• **Data shown**
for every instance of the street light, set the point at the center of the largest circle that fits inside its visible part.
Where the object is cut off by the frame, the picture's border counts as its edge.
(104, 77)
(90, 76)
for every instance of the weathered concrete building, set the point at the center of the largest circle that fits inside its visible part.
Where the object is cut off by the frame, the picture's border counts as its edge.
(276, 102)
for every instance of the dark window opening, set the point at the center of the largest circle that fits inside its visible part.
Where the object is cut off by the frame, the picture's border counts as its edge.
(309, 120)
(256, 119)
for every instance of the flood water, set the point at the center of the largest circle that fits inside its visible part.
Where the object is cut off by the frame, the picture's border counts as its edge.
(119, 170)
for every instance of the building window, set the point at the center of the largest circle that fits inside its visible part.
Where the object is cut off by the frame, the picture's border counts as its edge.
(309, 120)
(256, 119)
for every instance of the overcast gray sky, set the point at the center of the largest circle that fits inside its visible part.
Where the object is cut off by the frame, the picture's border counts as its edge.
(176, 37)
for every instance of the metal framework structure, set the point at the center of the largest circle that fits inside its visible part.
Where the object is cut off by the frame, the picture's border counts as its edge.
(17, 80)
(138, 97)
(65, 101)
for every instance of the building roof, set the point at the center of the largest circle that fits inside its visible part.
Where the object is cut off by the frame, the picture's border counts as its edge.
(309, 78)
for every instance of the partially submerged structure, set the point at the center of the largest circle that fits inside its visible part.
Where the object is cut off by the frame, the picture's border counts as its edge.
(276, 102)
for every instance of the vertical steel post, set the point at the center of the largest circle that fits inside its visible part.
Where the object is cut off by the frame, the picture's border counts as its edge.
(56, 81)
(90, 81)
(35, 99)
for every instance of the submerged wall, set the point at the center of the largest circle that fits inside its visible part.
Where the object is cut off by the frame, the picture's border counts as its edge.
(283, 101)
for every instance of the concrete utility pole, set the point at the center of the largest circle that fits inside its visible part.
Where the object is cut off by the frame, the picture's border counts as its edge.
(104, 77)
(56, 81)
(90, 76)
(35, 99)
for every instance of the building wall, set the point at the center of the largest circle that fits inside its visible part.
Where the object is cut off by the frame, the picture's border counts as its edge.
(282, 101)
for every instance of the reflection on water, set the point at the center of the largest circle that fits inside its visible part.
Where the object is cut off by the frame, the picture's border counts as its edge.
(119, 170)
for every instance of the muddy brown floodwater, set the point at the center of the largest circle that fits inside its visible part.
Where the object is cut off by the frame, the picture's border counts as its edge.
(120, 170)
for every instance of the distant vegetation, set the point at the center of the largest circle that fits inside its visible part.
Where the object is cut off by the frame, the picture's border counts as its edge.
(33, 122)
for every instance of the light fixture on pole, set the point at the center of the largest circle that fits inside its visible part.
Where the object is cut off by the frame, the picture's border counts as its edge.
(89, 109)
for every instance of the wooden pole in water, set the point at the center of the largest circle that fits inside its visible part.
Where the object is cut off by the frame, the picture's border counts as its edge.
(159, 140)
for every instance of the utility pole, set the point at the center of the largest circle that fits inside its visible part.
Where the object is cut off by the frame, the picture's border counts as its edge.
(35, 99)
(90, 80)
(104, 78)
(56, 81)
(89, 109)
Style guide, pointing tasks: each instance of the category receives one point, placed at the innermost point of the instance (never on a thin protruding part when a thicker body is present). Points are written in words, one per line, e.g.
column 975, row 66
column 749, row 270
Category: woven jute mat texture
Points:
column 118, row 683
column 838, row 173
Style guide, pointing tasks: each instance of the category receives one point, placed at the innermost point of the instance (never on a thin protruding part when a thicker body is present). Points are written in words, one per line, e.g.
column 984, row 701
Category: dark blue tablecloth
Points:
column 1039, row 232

• **What the task requires**
Which of the lines above carry the string "light"? Pick them out and copy them.

• **Task response**
for every instance of the street light, set the point at the center of the largest circle that fits inside its visible part.
for every instance of the light fixture on pole, set the point at the center of the largest circle that fits inside its visible part.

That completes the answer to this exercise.